■ Data provided
-- Begin --
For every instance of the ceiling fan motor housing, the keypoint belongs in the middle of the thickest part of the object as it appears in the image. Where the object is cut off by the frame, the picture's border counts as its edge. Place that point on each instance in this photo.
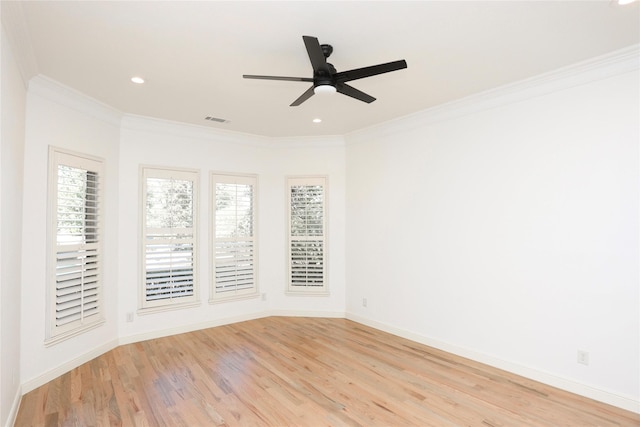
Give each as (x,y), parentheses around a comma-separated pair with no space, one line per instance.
(322,77)
(327,79)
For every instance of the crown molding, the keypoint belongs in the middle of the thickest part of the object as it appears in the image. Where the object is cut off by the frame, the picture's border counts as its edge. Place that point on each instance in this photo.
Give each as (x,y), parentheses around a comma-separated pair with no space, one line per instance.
(166,127)
(602,67)
(15,29)
(57,92)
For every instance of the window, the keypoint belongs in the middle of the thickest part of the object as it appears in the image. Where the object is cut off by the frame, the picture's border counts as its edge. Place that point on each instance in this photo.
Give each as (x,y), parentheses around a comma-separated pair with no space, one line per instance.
(169,237)
(75,291)
(234,243)
(307,235)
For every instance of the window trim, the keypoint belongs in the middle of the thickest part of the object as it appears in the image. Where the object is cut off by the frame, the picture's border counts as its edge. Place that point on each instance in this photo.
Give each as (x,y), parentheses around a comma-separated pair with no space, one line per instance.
(252,179)
(308,180)
(59,156)
(153,171)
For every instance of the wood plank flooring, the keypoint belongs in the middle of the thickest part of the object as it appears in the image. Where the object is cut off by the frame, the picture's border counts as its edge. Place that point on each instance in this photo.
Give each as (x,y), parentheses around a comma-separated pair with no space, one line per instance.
(289,371)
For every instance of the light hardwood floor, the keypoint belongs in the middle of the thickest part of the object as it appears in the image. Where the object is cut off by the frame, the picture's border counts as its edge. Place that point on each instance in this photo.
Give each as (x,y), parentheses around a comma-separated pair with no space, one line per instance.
(284,371)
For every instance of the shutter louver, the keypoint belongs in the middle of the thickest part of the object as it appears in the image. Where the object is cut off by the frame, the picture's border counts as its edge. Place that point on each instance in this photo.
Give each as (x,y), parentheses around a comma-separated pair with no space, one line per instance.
(169,240)
(234,237)
(77,272)
(307,239)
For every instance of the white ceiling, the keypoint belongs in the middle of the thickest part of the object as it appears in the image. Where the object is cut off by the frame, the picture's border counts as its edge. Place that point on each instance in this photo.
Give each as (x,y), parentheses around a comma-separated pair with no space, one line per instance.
(193,54)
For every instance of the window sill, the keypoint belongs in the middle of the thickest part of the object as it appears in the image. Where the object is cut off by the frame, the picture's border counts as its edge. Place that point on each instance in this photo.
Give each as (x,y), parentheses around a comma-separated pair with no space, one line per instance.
(73,333)
(168,307)
(220,300)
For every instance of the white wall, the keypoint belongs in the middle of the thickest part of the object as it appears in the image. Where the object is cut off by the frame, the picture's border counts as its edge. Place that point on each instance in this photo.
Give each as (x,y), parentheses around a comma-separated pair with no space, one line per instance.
(510,233)
(63,118)
(158,143)
(11,169)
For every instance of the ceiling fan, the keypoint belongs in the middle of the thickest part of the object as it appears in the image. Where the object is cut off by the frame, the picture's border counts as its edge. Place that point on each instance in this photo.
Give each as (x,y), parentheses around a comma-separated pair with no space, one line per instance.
(327,79)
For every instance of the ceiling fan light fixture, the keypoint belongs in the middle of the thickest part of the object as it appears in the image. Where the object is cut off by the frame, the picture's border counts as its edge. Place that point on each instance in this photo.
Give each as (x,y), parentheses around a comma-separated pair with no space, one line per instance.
(324,89)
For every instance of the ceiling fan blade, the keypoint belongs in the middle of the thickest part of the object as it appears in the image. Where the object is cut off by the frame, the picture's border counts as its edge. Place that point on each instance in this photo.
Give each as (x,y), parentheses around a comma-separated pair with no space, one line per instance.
(359,73)
(316,56)
(308,94)
(351,91)
(289,79)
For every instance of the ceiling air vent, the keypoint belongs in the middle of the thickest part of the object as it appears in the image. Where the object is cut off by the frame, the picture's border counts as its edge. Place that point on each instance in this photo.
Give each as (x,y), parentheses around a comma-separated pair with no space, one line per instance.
(217,119)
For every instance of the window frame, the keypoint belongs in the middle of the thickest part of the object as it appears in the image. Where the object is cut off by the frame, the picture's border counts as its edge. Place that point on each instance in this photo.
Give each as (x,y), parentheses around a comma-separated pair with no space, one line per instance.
(232,178)
(308,290)
(166,172)
(62,157)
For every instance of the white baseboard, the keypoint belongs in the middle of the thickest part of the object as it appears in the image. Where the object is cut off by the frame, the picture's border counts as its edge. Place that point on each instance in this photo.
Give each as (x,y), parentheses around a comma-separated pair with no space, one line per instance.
(613,399)
(190,328)
(623,402)
(225,321)
(13,413)
(40,380)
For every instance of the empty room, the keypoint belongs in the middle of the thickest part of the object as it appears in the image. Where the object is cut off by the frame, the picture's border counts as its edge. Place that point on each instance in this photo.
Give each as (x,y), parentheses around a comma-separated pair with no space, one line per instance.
(320,213)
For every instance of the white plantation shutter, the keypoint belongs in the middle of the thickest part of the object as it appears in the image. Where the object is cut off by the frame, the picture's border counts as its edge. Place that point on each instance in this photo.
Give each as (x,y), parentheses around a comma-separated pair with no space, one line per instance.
(169,237)
(234,236)
(76,294)
(307,235)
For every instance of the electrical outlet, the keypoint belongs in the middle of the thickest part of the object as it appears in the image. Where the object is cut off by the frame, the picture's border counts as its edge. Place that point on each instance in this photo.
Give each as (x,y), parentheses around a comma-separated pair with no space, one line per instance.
(583,357)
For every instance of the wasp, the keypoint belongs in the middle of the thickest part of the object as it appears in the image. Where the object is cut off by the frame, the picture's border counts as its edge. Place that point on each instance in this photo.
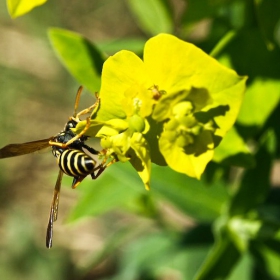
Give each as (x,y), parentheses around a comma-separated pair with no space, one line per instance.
(74,157)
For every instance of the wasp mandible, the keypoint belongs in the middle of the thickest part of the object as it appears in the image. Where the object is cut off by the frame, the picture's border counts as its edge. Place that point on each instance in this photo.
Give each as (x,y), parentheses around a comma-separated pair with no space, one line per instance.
(74,157)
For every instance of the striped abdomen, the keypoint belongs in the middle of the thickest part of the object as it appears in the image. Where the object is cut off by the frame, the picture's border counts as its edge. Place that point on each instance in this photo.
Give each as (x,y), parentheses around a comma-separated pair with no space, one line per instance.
(76,163)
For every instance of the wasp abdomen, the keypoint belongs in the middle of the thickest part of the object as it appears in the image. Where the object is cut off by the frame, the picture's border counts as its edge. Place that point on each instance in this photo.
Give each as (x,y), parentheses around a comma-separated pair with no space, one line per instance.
(76,163)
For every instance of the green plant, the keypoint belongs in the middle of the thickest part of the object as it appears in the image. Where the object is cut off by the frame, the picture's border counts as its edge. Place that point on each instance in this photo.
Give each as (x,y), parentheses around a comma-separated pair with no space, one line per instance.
(147,116)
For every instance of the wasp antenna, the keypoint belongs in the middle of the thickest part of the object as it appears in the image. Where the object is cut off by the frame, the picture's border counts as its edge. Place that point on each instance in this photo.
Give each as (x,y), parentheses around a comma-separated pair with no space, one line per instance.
(77,101)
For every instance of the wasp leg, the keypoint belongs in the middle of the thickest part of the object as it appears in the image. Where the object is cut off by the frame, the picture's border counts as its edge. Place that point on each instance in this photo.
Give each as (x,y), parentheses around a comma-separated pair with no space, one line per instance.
(77,181)
(54,210)
(101,168)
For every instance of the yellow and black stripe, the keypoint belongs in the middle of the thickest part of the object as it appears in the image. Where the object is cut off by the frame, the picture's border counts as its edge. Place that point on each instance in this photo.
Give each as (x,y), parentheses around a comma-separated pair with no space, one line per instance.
(76,163)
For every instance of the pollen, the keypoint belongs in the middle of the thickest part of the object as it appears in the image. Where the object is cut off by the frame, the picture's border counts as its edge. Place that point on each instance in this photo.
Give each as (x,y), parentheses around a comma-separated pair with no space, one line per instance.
(137,103)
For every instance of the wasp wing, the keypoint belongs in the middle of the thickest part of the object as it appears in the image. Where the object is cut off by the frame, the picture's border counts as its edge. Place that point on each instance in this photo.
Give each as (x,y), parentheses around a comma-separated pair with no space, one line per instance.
(54,209)
(13,150)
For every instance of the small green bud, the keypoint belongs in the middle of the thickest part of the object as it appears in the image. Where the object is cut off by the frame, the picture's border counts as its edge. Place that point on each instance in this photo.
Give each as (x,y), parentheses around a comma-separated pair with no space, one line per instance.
(188,121)
(136,123)
(184,140)
(172,125)
(182,109)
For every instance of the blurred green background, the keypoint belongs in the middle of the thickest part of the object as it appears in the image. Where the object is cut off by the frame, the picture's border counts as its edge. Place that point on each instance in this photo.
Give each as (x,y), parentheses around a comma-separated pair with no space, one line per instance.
(112,228)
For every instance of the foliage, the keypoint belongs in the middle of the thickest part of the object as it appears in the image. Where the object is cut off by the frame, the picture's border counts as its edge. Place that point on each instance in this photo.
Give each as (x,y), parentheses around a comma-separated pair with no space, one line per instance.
(177,107)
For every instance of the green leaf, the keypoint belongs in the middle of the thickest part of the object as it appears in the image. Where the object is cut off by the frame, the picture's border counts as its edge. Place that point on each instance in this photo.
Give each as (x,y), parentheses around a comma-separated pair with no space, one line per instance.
(181,190)
(132,44)
(267,259)
(197,10)
(158,255)
(118,187)
(221,260)
(262,95)
(268,16)
(255,183)
(153,16)
(234,151)
(81,58)
(18,8)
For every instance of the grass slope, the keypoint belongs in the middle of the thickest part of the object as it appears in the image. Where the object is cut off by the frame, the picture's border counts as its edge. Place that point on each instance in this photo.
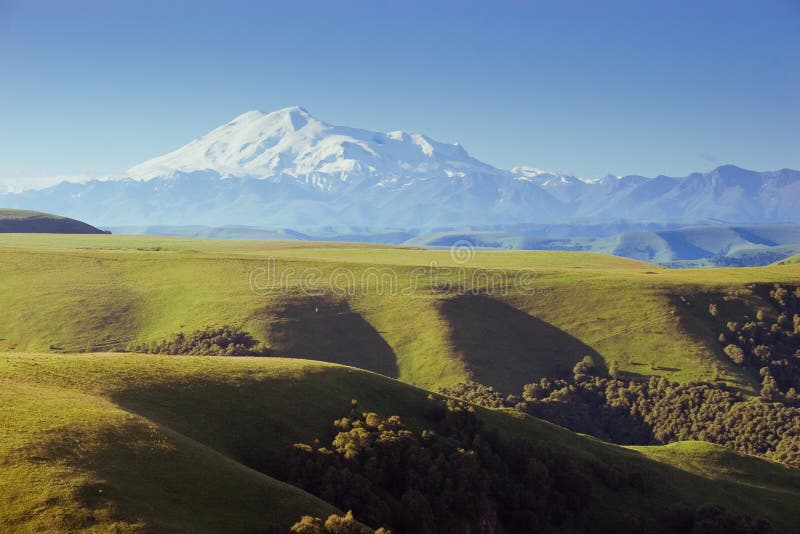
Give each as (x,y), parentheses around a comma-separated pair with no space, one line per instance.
(16,221)
(94,293)
(151,443)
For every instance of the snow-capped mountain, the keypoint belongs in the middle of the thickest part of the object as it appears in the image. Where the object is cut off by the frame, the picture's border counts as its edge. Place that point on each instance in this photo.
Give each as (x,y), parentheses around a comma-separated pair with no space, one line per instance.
(292,143)
(289,169)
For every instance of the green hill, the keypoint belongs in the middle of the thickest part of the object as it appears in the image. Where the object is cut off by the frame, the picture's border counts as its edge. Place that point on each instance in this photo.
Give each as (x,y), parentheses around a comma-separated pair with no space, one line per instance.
(21,221)
(134,443)
(92,293)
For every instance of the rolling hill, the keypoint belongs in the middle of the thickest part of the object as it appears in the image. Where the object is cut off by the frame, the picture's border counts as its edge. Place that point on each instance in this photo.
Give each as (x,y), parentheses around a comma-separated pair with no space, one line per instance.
(21,221)
(142,443)
(394,314)
(153,443)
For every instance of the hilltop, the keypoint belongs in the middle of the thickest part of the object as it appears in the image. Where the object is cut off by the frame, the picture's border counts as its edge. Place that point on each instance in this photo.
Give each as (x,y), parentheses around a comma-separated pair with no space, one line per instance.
(95,293)
(144,443)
-- End --
■ Given problem
From the line containing "For every instance of the snow-capped" through the final line of the listing above, retype every line exactly; leave out everything else.

■ Written response
For every instance of the snow-capped mountain, the keypoint belongs in the middle of the thickest part of the object as it appears in the image. Where the object is cut off by the frame, the picture's border counts as its edge. Place that point on each instance in this photo.
Give each as (x,y), parentheses around a comma-separated pair with no space, one line per instance.
(292,143)
(289,169)
For every instance of the green hill, the keypoint belongs in the middle of the thickest part of the object as it appears in the image. Where the object is cut off by the frame, the picture's border counts as its edge. Place that point on each instance in this photo.
Give each as (x,y), parentheses around a comma-separated pair with no space, one line per instance.
(21,221)
(134,443)
(92,293)
For every instance of the rolling hill, the keypoint belongs in the middle of the thickest part of the object as it appears in the image. Where the object is cut off by the frame, the picture's border counts as its edge. Place that point on each instance in this photo.
Give each as (x,y), parentheses around a comma-separated pair with no space, one line per instance.
(21,221)
(142,443)
(394,314)
(153,443)
For every instance of the hilltop, the keypoint belongs in the middle of the thickest part of the object as it appears in the image. Where the object is cut off by the frame, the picture's border counts as its edge. Place that point on each instance in this photo.
Give each as (x,y), parentheses around a comma-separated pair with no space, one line per instance.
(95,293)
(144,443)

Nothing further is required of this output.